-- DATA RECORDS follows --
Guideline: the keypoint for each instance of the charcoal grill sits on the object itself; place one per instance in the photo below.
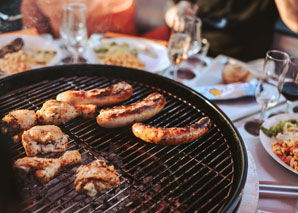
(207, 175)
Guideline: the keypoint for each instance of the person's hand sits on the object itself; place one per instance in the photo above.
(182, 8)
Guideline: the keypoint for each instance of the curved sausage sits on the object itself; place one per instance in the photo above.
(101, 97)
(173, 135)
(136, 112)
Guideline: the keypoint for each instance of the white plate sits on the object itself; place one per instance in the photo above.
(151, 64)
(34, 43)
(266, 141)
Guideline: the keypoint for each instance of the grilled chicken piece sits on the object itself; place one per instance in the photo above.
(44, 139)
(17, 121)
(104, 96)
(96, 178)
(44, 169)
(14, 46)
(57, 112)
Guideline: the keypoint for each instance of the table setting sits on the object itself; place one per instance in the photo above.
(270, 183)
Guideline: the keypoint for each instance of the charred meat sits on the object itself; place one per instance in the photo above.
(96, 178)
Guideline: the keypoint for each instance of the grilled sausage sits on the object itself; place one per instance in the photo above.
(100, 97)
(136, 112)
(173, 135)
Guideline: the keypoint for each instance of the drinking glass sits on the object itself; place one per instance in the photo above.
(195, 25)
(179, 42)
(288, 83)
(73, 29)
(267, 91)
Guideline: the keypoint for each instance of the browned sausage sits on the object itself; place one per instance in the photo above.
(136, 112)
(101, 97)
(173, 135)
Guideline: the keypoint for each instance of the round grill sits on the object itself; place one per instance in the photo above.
(207, 175)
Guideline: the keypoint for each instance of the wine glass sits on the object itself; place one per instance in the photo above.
(267, 91)
(179, 42)
(288, 83)
(195, 25)
(73, 30)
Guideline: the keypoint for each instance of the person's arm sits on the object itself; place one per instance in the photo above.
(288, 11)
(33, 18)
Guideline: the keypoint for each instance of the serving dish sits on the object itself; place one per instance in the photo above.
(267, 141)
(155, 60)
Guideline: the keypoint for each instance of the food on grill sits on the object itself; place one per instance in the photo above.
(44, 139)
(17, 121)
(57, 112)
(119, 116)
(44, 169)
(105, 96)
(173, 135)
(119, 54)
(233, 73)
(96, 178)
(14, 46)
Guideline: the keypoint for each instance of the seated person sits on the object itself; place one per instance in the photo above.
(102, 15)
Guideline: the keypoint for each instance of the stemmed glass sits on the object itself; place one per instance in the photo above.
(73, 29)
(267, 92)
(288, 83)
(179, 42)
(195, 25)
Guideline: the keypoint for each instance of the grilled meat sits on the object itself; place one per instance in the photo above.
(17, 121)
(96, 178)
(14, 46)
(44, 139)
(44, 169)
(105, 96)
(57, 112)
(136, 112)
(174, 135)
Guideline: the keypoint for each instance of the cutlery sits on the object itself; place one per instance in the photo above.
(275, 190)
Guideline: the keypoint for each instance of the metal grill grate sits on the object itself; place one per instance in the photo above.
(194, 177)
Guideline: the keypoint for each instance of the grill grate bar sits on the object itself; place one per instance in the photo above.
(180, 168)
(57, 198)
(42, 190)
(191, 180)
(100, 197)
(167, 169)
(226, 186)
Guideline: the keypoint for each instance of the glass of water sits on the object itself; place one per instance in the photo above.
(267, 92)
(73, 30)
(179, 42)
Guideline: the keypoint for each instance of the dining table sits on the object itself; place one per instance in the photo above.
(264, 189)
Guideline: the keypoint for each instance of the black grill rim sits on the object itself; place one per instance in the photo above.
(238, 149)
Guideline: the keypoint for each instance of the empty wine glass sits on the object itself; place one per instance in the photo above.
(179, 42)
(195, 25)
(267, 92)
(288, 83)
(73, 29)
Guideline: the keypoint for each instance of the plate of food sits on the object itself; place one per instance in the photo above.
(279, 136)
(130, 52)
(19, 52)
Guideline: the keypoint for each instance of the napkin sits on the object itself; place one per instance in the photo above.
(30, 31)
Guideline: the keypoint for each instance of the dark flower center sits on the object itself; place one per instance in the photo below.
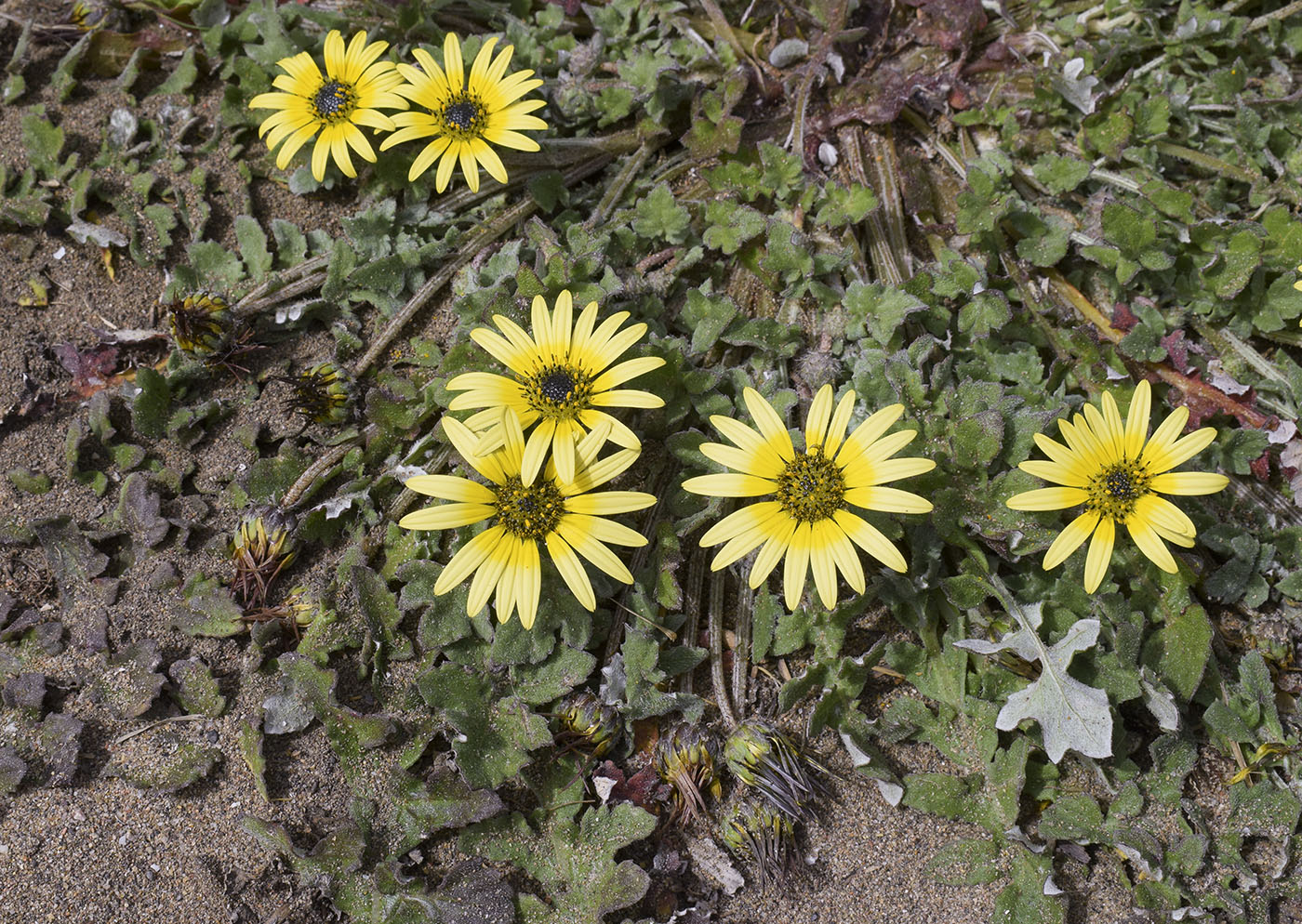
-- DATA RECORDS concluded --
Your answer must be an exact copy of the listing, with every picture omitted.

Guideline: the keypoint for each instance of the charcoal grill sits on the object itself; place one per instance in the photo below.
(207, 175)
Guideline: the keypoint for each instance of the person's hand sits on the object itself; place one per instance in the photo above.
(182, 8)
Guideline: the keypoint for each instance of the curved sausage sits on the object itself; place one per instance in the photo above.
(101, 97)
(173, 135)
(136, 112)
Guideline: the keypoint for each instance of the white plate sits on the object itself; place one per instance in the photo above.
(151, 64)
(34, 43)
(266, 141)
Guideline: the keypoint for each instance of the grilled chicken piece sits on the object itself; place one per instance in the photo above.
(44, 139)
(17, 121)
(104, 96)
(96, 178)
(44, 169)
(14, 46)
(57, 112)
Guideline: the keypoint for each instance of the table setting sits on the object itself; place one per instance in the photo above.
(270, 183)
Guideline: the keypoint for each instance of the charred meat sits on the object itself; place one per instance in the photo above.
(96, 178)
Guideline: the keypoint for each instance of the grilled sausage sits on the object itself; place one per instance in the photo above.
(100, 97)
(136, 112)
(173, 135)
Guideline: the keypoint for each instance of the drinking glass sits on the object itself; place one per instance in the photo above.
(195, 25)
(179, 42)
(288, 83)
(73, 29)
(267, 91)
Guideline: the keypoint for each instance of the browned sausage sits on the object itself; place one per instance in the photo above.
(136, 112)
(101, 97)
(173, 135)
Guideline: the keypoint for each instance of the round grill sits on the object itself; place one per instance in the photo above.
(207, 175)
Guideline: the keypoint for each instance of the wine glass sits on the object itself; place one per instance in the photo above.
(267, 91)
(179, 42)
(288, 83)
(195, 25)
(73, 30)
Guideline: the keypoint for each instance of the person's arm sits on the object itself; place one per instance in the photo above.
(288, 11)
(33, 18)
Guideline: the keypoint for each instance of the serving dish sits on the object itself; place one per instance in the photo above.
(267, 141)
(155, 60)
Guideline: the keypoint for each instance of the food on grill sits on the object itself; place one per instance in the photo above.
(44, 139)
(17, 121)
(57, 112)
(119, 116)
(44, 169)
(105, 96)
(173, 135)
(119, 54)
(233, 73)
(96, 178)
(14, 46)
Guideline: the keypoint for each instance of the seated person sits on the object itself; place one per instance in the photo above.
(102, 15)
Guideline: the keypoint for each instance of the stemmed glass sits on the object itself; place one per instance in the photo above.
(73, 29)
(267, 92)
(288, 83)
(179, 42)
(195, 25)
Guideline: the keypoint for each instance of the grilled meat sits on the object itself; place one per instance in the photo above.
(17, 121)
(96, 178)
(14, 46)
(44, 139)
(44, 169)
(105, 96)
(57, 112)
(136, 112)
(174, 135)
Guideline: the keypoint for each instance of the cutlery sits on the object itself; place one per instance in the photo above.
(275, 190)
Guideline: the keypoint for each instance of the metal grill grate sits on the object itself; place one per instance in the photo above.
(194, 177)
Guideline: the keypoint for each instance of the grill grate bar sits on the object itself; place one per instance in the photo above.
(180, 168)
(57, 198)
(42, 190)
(191, 180)
(100, 197)
(167, 169)
(226, 186)
Guideline: the keypoint for each instance of the glass of water sits on the object itself; place one per instance in the photo above.
(267, 92)
(73, 30)
(179, 42)
Guideline: the keypoint for each instance of the dining table sits on the object itself; place one per instance in the photo above.
(264, 189)
Guideline: the keypoint for each instance of the black grill rim sits on the object itself; place one per instance in the photo above.
(238, 149)
Guideline: the keypoint for each instance of the empty wine glass sits on the object itself; place one per instance in the photo above.
(179, 42)
(195, 25)
(267, 92)
(288, 83)
(73, 29)
Guideline: the keypoint for each instance of the plate of food sits on the object itself; place one per instance in the photo above.
(279, 136)
(130, 52)
(19, 52)
Guideline: the keypoint for each instance of the napkin sits on the object itself; place one per instance in the photo above.
(30, 31)
Guideline: the keypoint for each instance of the dark flower center sits on the object itself; place one per instance in the photo below.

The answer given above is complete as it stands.